#### [INSTRUCTIONS TO FOLLOW]
According to the passage on life history strategies below, what may a mother transfer to her young through the egg?

##### SELECTED PASSAGE

The general framework for my research is how differential investment into reproduction and survival forms different life history strategies. Individuals have to make decisions about how to allocate limited resources, such as energy and time, between different actions, as the resources invested in reproduction can not at the same time be invested in survival. Such trade-offs are the corner-stone of life history theory. To understand how evolution has formed such strategies, I am interested in the role of physiological adaptations and constraints.

Life history strategies are chosen by individuals to maximize life-time reproductive success. This will be achieved by optimal trade-offs e.g. how much effort should be invested in reproduction vs. survival or is it better to produce many small or a few large offspring. Such trade-offs are dependent on functional adaptations as well as constraints. Functional mechanisms, for example related to energy turnover rates, resistance to infections and parasites and the action of hormones, interact with the environment to form individually optimised life history strategies. Thus, the internal state of the individual will limit the possible strategies open for that individual. Especially, the body temperature and the risk of overheating, may constitute such an internal state that potentially can reduce work rate and thereby investment in current reproduction.

Furthermore, parasite resistance and hormones may be transferred to the young from their mother through the egg, thereby influencing the phenotype of the next generation. A mother’s ability to provide their young with a good start in life is probably also dependent on her quality and condition, in turn dependent on physiological as well as ecological constraints.

##########
##### RECORDED DATA

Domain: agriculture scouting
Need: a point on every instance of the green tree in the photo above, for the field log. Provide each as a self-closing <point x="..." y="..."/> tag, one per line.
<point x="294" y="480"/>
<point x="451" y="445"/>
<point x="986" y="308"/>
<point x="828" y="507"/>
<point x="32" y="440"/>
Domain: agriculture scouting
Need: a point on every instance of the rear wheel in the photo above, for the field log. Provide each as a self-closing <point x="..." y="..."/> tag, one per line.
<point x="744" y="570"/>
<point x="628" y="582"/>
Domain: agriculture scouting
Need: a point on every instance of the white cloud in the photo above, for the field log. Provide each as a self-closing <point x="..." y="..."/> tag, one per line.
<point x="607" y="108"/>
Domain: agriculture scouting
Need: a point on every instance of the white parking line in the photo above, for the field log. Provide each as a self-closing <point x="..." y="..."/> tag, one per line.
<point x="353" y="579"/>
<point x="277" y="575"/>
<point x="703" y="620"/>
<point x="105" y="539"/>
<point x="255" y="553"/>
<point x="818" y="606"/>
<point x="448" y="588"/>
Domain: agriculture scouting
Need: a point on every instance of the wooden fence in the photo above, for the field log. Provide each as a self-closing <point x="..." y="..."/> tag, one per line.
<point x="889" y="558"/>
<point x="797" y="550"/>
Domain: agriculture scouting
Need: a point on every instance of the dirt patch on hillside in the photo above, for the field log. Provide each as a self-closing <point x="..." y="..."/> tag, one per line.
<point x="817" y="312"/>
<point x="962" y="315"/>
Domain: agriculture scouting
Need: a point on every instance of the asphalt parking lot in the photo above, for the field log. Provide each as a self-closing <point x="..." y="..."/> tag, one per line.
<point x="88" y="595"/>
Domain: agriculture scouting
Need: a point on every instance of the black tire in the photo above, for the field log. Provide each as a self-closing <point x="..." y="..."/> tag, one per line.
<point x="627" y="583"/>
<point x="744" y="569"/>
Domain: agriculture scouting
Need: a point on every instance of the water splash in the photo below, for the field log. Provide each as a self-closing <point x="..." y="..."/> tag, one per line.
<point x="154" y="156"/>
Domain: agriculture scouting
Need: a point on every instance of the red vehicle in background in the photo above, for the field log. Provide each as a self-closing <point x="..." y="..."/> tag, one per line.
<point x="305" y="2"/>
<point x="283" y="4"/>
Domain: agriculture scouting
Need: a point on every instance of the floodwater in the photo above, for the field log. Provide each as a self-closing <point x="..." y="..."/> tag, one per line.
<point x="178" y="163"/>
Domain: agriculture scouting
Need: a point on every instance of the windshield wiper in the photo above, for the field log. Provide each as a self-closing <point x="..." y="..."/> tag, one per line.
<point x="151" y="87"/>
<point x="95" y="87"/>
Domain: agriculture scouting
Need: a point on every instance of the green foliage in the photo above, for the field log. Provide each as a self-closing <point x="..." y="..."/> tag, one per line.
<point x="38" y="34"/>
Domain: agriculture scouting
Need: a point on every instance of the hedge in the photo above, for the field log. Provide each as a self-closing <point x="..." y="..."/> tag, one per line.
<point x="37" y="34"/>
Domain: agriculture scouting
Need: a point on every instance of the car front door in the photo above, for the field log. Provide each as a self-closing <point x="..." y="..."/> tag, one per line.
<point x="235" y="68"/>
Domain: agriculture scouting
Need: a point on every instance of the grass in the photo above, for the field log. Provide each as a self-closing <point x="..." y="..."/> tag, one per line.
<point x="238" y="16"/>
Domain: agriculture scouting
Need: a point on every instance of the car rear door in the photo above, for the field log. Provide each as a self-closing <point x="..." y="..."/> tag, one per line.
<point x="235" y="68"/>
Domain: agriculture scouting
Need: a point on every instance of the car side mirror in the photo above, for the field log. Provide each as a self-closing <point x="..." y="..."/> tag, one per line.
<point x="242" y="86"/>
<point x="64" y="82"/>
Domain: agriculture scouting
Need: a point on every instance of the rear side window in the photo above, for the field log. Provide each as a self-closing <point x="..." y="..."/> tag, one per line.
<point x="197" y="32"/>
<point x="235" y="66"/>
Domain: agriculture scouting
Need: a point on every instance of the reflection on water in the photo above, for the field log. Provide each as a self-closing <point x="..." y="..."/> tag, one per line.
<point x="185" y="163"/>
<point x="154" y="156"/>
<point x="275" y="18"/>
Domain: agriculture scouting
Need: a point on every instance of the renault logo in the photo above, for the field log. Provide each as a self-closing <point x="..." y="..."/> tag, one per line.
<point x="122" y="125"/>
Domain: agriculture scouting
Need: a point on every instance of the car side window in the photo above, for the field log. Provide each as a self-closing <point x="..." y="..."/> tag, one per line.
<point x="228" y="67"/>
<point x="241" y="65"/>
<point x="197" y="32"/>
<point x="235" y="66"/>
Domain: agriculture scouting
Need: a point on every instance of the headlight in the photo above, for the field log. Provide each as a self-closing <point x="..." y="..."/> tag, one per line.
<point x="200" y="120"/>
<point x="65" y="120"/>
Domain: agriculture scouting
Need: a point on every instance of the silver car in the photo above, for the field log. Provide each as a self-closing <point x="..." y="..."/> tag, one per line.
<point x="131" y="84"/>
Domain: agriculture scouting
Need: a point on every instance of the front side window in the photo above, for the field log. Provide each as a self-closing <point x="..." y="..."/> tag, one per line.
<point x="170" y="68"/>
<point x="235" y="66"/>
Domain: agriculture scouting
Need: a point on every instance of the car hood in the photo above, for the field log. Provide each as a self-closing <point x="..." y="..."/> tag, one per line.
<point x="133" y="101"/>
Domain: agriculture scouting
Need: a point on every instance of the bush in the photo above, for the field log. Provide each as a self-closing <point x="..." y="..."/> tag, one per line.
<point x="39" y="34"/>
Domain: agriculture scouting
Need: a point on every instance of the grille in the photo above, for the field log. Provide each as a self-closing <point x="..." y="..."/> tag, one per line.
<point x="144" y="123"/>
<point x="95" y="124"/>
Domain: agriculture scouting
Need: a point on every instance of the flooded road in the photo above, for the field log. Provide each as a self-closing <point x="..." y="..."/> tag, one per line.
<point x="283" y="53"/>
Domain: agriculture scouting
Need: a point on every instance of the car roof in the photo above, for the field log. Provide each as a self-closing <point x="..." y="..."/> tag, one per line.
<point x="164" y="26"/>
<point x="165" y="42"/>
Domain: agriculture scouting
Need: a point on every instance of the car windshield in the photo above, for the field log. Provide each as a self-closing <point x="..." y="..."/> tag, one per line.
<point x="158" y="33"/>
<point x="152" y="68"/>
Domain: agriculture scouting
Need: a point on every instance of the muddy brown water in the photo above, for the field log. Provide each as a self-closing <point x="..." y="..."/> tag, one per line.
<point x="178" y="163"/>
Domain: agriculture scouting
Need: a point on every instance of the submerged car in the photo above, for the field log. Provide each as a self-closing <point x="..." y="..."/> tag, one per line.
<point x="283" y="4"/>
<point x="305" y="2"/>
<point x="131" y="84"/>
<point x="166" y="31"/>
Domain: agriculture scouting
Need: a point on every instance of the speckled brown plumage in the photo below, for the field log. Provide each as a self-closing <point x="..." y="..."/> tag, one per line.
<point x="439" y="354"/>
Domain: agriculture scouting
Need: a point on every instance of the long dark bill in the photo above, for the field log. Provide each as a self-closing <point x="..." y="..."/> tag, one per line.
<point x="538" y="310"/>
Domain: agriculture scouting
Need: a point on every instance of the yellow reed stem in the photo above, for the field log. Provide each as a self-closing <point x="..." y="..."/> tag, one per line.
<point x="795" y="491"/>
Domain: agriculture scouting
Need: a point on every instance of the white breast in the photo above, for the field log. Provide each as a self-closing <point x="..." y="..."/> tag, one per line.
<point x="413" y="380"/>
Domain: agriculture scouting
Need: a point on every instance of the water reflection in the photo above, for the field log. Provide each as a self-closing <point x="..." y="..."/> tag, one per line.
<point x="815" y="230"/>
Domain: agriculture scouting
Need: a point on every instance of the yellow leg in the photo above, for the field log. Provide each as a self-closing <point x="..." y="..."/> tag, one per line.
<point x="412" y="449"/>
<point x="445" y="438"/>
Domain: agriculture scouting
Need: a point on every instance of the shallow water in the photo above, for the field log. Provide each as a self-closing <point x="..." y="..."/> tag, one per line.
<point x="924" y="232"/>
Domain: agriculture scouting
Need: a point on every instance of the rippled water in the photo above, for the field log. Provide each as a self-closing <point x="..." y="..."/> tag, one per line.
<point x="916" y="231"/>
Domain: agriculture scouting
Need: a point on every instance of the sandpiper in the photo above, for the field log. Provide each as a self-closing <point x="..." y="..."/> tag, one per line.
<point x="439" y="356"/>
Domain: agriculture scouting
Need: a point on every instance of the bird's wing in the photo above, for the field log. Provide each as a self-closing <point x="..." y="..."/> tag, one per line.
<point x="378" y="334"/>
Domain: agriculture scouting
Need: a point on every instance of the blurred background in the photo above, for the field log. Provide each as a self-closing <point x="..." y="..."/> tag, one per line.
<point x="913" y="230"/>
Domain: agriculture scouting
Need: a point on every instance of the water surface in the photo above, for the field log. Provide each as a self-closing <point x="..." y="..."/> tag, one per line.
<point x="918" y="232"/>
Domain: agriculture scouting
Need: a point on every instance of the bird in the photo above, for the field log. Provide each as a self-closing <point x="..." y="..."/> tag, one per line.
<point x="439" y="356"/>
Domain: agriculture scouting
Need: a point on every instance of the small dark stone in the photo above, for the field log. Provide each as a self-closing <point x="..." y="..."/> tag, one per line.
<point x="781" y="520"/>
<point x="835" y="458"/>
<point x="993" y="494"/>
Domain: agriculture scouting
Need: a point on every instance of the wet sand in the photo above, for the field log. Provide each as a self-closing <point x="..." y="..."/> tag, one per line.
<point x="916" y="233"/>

##########

#### [FINISHED TASK]
Parasite resistance and hormones.